*Requirements*: From the rows below, give every line from the one containing "Mark every instance of the sloped" through the final row, inclusive, as a JSON list of strings with one string per line and blank lines omitted.

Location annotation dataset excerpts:
Begin

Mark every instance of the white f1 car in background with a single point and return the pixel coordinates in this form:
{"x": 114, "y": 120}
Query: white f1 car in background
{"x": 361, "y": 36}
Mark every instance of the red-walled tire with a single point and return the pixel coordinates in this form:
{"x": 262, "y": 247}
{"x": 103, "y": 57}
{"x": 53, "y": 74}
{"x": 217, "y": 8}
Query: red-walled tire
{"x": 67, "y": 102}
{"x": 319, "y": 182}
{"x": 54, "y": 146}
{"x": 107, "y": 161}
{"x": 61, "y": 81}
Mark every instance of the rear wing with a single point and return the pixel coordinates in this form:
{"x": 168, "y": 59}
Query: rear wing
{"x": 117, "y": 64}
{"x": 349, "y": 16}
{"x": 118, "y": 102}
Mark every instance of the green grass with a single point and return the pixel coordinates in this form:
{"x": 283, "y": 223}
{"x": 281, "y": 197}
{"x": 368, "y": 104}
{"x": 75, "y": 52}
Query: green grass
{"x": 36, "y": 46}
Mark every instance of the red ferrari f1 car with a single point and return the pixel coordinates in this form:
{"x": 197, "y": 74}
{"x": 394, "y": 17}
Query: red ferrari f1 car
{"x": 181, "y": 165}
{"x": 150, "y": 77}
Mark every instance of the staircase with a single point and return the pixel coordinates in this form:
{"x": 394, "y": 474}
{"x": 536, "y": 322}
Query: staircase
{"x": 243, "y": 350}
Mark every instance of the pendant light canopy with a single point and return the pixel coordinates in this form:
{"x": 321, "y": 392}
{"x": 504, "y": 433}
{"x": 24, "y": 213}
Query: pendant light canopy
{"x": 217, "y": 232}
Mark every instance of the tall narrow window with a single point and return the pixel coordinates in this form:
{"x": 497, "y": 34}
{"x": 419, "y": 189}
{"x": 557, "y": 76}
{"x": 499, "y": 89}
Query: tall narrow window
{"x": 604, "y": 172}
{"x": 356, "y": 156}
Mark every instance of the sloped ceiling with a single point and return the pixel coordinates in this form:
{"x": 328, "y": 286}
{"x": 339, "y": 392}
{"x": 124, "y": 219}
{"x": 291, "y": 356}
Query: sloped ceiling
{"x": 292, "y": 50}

End

*Exercise output*:
[
  "Mark every instance of the sloped ceiling with a single point and return the pixel coordinates in this form:",
  "{\"x\": 328, \"y\": 286}",
  "{\"x\": 339, \"y\": 392}",
  "{\"x\": 124, \"y\": 219}",
  "{\"x\": 291, \"y\": 356}",
  "Query: sloped ceiling",
  "{\"x\": 292, \"y\": 50}"
]